[Referring expression data]
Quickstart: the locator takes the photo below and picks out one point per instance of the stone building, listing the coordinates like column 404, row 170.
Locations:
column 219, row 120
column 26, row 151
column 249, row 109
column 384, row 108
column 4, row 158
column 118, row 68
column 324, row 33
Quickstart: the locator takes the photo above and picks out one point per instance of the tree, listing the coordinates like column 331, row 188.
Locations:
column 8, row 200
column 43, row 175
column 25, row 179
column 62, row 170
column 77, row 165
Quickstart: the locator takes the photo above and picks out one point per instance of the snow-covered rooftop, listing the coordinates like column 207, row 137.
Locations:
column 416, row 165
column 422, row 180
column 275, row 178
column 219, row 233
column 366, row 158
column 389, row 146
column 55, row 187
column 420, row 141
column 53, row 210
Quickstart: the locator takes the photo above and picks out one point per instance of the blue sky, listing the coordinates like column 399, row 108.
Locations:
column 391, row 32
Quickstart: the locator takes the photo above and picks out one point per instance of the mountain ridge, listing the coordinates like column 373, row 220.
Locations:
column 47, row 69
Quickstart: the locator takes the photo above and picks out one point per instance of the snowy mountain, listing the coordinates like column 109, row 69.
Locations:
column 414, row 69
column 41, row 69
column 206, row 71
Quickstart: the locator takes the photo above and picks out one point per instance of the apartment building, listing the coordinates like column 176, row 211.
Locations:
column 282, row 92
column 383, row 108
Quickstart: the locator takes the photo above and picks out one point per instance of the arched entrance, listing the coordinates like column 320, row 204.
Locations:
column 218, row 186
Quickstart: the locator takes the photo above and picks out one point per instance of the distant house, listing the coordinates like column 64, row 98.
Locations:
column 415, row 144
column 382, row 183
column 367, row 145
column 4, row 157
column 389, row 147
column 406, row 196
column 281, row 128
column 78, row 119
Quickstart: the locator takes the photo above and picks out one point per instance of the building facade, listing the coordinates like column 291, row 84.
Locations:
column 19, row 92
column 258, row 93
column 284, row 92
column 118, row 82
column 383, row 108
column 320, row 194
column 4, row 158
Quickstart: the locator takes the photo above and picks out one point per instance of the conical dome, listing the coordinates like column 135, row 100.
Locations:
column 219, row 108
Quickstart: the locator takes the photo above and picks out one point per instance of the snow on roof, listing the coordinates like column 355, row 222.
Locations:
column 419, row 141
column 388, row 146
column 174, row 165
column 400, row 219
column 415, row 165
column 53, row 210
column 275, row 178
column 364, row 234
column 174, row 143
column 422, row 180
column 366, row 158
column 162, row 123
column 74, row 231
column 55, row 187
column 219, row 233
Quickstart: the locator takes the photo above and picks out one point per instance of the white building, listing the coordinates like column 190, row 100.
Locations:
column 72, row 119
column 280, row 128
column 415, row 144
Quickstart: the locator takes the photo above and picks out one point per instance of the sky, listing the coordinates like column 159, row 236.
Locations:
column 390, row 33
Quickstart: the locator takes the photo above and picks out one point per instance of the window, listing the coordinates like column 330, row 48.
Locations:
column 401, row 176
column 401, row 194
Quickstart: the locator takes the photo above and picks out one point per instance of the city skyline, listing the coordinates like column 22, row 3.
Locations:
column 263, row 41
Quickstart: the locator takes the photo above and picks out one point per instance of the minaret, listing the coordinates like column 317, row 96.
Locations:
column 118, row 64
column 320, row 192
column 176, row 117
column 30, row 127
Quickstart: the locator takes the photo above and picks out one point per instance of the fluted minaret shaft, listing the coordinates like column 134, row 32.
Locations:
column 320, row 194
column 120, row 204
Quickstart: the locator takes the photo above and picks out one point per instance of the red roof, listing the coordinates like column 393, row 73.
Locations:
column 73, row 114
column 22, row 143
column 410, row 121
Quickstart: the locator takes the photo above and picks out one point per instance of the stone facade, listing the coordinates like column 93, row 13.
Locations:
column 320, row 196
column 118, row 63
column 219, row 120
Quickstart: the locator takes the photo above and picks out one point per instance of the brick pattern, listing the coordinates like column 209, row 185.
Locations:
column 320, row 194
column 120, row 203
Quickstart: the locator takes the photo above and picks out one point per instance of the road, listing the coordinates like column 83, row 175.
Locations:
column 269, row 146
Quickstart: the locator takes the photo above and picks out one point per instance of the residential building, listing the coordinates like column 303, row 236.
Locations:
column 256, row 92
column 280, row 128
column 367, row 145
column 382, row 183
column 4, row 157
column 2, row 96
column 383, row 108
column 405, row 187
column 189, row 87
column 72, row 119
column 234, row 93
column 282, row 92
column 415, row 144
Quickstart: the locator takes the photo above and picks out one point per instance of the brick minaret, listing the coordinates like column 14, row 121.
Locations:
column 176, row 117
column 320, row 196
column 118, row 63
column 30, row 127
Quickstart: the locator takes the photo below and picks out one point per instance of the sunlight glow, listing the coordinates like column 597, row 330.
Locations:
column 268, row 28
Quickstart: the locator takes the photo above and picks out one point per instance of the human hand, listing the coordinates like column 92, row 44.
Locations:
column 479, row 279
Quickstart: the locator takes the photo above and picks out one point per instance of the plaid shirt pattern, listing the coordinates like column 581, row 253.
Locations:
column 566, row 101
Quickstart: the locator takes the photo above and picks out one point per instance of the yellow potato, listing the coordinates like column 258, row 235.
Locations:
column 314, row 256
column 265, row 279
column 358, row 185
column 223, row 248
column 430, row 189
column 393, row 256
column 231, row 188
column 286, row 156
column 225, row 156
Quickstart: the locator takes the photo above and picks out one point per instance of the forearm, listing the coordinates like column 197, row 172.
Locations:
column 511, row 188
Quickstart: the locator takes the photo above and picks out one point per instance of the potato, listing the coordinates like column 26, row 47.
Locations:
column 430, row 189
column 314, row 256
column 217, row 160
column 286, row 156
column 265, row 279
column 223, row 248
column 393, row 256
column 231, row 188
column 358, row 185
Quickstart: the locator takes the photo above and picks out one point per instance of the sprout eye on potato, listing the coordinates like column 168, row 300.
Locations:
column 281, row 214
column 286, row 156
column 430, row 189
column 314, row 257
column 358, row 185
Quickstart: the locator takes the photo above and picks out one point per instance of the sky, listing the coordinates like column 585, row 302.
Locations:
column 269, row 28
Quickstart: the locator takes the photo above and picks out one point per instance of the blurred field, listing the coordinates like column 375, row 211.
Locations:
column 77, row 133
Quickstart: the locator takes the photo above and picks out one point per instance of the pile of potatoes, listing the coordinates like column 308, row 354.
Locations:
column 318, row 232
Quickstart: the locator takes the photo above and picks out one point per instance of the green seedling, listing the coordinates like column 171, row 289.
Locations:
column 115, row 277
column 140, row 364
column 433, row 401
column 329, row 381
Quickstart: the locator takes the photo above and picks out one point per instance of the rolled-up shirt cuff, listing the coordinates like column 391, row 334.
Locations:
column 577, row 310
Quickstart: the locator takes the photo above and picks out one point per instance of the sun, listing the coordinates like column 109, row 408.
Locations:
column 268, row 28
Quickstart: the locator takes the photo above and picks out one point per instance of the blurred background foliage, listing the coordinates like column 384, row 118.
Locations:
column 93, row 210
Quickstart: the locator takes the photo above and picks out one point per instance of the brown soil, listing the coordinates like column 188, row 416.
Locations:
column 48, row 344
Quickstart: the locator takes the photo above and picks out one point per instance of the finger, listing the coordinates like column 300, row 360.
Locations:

What the task asks: Copy each line above where the string "shirt" occurs.

Exercise solution:
Quickstart: the locator takes the photo above and picks out one point per instance of the plaid shirt pattern, listing the coordinates like column 581, row 253.
Quickstart: the locator takes the photo above and picks out one point per instance of the rolled-up shirt cuff, listing the coordinates like column 391, row 334.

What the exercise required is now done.